======== DOCUMENT SEGMENT ========

Via EDGAR and E-mail      
     
Securities and Exchange Commission      
Division of Corporation Finance      
100 F Street, N.E.      
Washington, D.C. 20549      
     
   File No. 041135-0005

 

Attention:    Kathleen Collins, Accounting Branch Chief
   Megan Akst, Staff Accountant

 

Re:   

WNS (Holdings) Limited

Form 20-F and Form 20-F/A for Fiscal Year Ended March 31, 2012

Filed April 26, 2012 and July 20, 2012, respectively

File No. 001-32945

Ladies and Gentlemen:

We are counsel to WNS (Holdings) Limited, a company organized under the laws of Jersey, Channel Islands (the “Company”).

On behalf of the Company, set forth below is the Company’s responses to the Staff’s comment letter dated February 1, 2013. For the Staff’s convenience, the Staff’s comments are set forth in italics before each response.

======== PROVIDED INFORMATION ========

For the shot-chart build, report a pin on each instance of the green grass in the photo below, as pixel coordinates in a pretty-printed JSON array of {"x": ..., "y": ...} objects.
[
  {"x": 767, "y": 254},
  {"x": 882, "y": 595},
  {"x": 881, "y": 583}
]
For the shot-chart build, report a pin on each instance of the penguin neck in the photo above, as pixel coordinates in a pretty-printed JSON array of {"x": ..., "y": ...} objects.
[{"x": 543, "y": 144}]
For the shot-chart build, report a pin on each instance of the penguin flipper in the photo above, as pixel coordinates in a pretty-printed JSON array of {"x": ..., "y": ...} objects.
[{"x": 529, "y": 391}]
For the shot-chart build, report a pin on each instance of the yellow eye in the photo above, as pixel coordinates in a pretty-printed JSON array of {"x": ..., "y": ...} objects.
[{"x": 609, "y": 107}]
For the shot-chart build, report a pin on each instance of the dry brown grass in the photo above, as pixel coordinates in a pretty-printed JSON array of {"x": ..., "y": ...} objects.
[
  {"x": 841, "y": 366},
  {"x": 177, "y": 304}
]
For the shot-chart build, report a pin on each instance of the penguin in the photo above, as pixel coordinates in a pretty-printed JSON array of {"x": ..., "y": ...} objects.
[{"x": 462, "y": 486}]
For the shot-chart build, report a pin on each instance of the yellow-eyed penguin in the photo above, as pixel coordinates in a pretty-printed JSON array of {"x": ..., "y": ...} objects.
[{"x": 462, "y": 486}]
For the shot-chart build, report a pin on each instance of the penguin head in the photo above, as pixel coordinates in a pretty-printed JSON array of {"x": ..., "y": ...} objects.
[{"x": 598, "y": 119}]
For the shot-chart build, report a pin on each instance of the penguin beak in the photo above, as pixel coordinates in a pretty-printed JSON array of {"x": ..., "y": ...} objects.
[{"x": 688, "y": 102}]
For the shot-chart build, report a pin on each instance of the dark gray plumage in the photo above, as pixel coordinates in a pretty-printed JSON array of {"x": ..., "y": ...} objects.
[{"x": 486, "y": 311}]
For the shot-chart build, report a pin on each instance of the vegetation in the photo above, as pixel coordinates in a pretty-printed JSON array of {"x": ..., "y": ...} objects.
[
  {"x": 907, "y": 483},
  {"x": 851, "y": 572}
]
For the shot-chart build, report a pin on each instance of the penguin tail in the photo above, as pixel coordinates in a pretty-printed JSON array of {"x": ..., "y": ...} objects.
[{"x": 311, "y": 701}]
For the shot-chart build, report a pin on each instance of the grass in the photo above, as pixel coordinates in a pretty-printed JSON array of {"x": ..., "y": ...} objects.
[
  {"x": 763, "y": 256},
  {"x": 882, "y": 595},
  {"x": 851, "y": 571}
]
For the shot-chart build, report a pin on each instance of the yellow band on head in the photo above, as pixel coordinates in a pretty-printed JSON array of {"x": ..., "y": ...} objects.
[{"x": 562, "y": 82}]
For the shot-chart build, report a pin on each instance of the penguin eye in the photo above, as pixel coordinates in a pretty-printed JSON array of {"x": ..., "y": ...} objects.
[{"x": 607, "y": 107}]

========

## WRITTEN EXERCISE
According to the letter to the Securities and Exchange Commission, under the laws of which jurisdiction is WNS (Holdings) Limited organized?

## RESULT OF THE EXERCISE
Jersey, Channel Islands